__GOAL OF THE EXERCISE__
The lines to find are those in the entries that hold the word "statue"; copy every one of them.
═════ DATA FOR THIS EXERCISE ═════
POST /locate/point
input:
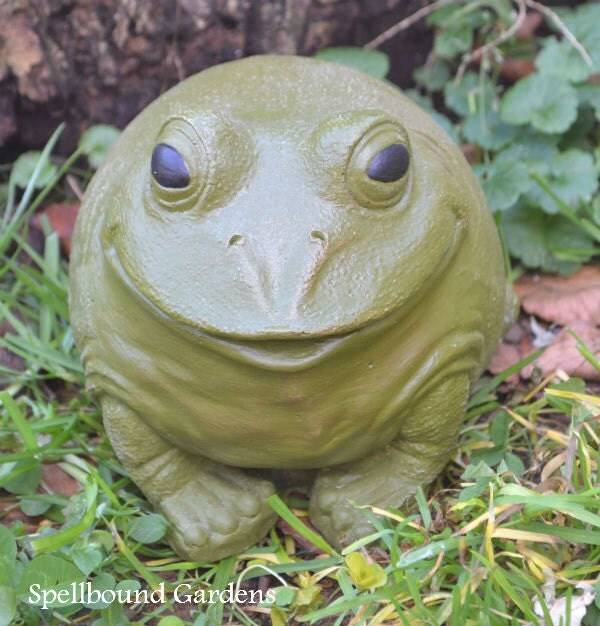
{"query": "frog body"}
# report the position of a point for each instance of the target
(283, 265)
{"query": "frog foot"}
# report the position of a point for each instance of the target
(213, 518)
(388, 478)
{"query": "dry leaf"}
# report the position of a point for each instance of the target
(62, 220)
(562, 353)
(562, 299)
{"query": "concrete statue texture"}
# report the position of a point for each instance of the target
(283, 265)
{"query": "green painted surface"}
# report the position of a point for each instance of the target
(267, 302)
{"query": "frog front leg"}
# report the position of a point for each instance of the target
(390, 476)
(214, 510)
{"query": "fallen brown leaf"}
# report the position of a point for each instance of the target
(62, 220)
(562, 353)
(562, 299)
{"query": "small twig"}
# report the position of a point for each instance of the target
(502, 37)
(407, 22)
(567, 34)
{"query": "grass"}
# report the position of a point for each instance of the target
(502, 537)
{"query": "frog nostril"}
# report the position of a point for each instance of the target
(318, 236)
(235, 240)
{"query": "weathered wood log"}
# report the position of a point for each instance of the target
(88, 61)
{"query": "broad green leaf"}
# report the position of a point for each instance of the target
(22, 477)
(534, 237)
(546, 102)
(371, 62)
(589, 94)
(23, 169)
(50, 573)
(560, 58)
(32, 507)
(533, 149)
(365, 575)
(503, 183)
(96, 141)
(433, 76)
(149, 528)
(8, 605)
(572, 176)
(98, 584)
(472, 95)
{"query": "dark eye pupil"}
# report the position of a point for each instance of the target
(389, 164)
(169, 168)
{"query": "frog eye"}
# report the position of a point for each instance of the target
(178, 166)
(378, 169)
(389, 164)
(169, 168)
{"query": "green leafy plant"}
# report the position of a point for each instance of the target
(535, 140)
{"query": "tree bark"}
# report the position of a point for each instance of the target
(90, 61)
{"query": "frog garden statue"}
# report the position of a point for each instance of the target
(283, 264)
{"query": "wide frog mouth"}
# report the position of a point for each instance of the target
(281, 349)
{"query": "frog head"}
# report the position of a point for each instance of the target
(285, 198)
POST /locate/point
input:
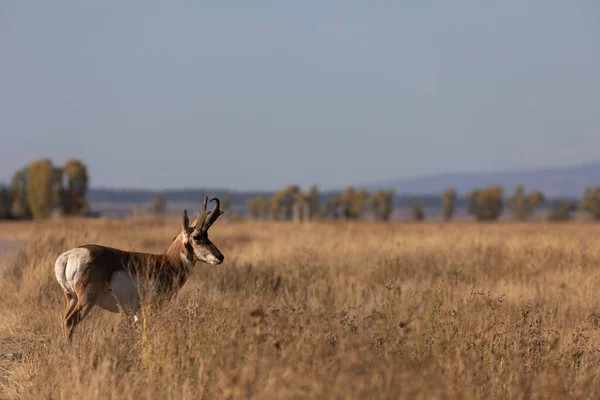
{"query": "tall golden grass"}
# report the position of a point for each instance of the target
(346, 310)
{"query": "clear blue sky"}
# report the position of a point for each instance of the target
(262, 94)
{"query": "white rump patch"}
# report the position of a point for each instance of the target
(69, 267)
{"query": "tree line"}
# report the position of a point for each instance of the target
(485, 204)
(42, 189)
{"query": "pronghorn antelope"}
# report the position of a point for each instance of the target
(113, 279)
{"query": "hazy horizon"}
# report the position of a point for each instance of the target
(254, 97)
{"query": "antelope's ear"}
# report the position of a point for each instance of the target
(186, 222)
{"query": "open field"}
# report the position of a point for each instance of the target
(346, 310)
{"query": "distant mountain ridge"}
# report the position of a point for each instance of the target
(554, 182)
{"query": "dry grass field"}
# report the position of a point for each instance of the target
(348, 310)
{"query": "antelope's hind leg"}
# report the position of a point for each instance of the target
(87, 295)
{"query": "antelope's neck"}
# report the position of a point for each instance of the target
(180, 254)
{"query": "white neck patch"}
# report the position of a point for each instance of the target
(187, 263)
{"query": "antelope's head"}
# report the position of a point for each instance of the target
(195, 238)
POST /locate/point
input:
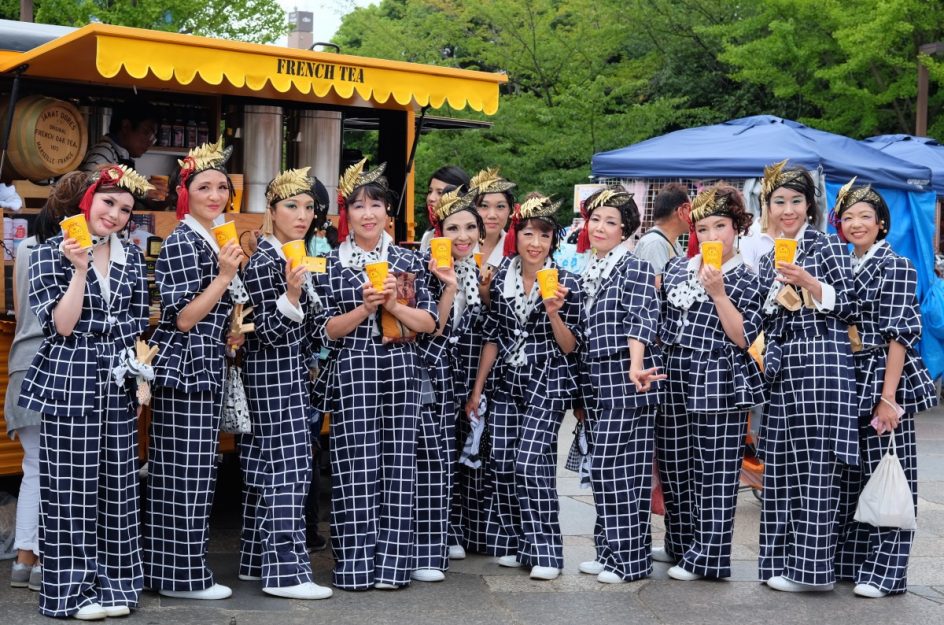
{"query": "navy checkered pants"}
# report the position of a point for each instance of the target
(185, 432)
(89, 501)
(373, 463)
(524, 516)
(876, 555)
(621, 442)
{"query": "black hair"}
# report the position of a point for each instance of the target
(668, 200)
(135, 111)
(802, 182)
(450, 174)
(629, 213)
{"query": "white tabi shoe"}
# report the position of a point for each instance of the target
(213, 593)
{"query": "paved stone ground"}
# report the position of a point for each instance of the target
(477, 591)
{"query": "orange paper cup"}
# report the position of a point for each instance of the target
(377, 273)
(784, 251)
(224, 233)
(711, 253)
(547, 282)
(441, 250)
(76, 227)
(295, 252)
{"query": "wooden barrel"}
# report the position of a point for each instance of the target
(48, 138)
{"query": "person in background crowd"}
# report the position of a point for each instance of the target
(439, 183)
(532, 344)
(892, 385)
(620, 321)
(670, 214)
(712, 314)
(276, 455)
(131, 132)
(92, 303)
(810, 430)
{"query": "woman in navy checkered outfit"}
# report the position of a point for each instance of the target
(197, 281)
(374, 393)
(893, 385)
(532, 345)
(276, 455)
(445, 354)
(810, 430)
(92, 305)
(712, 315)
(619, 385)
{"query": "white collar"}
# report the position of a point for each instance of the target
(513, 271)
(694, 263)
(858, 262)
(195, 225)
(272, 240)
(346, 249)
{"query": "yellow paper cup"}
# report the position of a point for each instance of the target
(547, 282)
(224, 233)
(295, 252)
(711, 253)
(441, 250)
(784, 251)
(377, 273)
(76, 227)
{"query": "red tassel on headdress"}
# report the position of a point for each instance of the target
(511, 238)
(108, 176)
(342, 217)
(183, 195)
(583, 239)
(693, 248)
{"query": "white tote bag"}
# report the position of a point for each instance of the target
(886, 500)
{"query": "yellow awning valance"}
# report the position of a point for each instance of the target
(116, 55)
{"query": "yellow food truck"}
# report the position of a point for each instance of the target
(278, 107)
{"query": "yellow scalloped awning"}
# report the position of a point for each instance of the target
(146, 59)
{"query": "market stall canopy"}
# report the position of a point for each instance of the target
(153, 60)
(920, 150)
(741, 147)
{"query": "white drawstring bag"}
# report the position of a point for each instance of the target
(886, 500)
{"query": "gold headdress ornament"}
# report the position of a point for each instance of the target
(537, 207)
(289, 183)
(451, 203)
(125, 178)
(613, 196)
(707, 203)
(206, 156)
(355, 176)
(489, 181)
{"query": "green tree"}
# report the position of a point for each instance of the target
(260, 21)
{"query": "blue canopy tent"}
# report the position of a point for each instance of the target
(740, 148)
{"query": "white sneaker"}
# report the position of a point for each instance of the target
(609, 577)
(249, 578)
(510, 562)
(90, 612)
(783, 584)
(214, 592)
(544, 572)
(677, 572)
(113, 611)
(868, 590)
(659, 554)
(306, 590)
(591, 567)
(428, 575)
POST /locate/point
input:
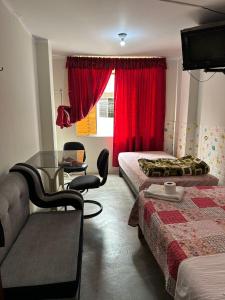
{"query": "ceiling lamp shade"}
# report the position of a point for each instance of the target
(122, 37)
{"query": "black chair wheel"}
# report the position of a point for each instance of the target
(96, 213)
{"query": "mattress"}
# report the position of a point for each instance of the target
(201, 278)
(128, 161)
(176, 231)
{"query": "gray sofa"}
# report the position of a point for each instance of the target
(42, 252)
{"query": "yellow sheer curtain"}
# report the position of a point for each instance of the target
(88, 125)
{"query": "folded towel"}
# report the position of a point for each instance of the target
(158, 192)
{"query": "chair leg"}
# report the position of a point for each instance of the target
(89, 216)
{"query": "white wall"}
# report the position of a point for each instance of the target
(94, 145)
(46, 94)
(19, 126)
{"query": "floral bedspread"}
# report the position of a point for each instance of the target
(162, 167)
(176, 231)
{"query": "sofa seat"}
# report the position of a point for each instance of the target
(43, 257)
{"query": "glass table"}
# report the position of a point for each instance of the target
(53, 162)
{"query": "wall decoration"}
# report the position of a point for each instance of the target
(212, 150)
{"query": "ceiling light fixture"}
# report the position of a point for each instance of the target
(122, 37)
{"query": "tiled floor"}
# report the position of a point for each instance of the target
(116, 266)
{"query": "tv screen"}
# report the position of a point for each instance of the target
(203, 46)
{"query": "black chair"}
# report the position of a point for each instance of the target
(82, 183)
(79, 168)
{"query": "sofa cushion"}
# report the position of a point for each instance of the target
(14, 208)
(45, 252)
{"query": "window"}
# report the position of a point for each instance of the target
(100, 119)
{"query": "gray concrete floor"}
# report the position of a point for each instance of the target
(116, 265)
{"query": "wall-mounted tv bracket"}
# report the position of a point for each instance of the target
(221, 70)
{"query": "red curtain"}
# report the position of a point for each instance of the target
(139, 108)
(87, 79)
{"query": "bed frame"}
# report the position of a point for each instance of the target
(134, 191)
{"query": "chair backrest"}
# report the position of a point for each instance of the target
(75, 146)
(102, 165)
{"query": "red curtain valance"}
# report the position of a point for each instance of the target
(114, 63)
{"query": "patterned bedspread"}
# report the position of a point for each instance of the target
(176, 231)
(187, 165)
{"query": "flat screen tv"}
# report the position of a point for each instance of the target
(203, 47)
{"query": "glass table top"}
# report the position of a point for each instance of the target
(56, 159)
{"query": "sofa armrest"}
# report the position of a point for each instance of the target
(62, 198)
(37, 194)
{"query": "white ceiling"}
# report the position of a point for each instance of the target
(90, 27)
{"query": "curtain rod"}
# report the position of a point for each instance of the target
(117, 56)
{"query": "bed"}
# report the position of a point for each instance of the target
(129, 169)
(176, 231)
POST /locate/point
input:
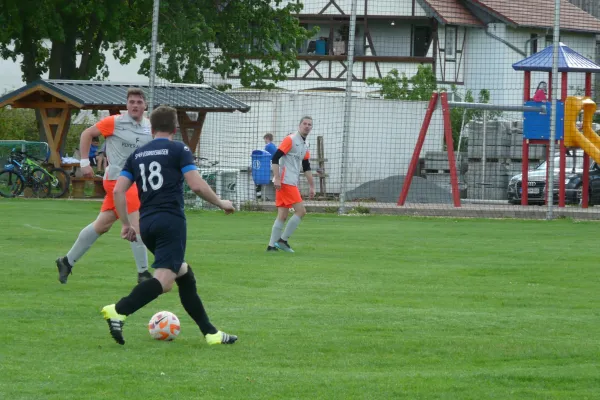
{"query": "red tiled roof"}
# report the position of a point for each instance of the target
(539, 13)
(451, 12)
═════
__EXERCISE OUTPUT__
{"query": "concrete statue texture"}
{"query": "frog garden statue"}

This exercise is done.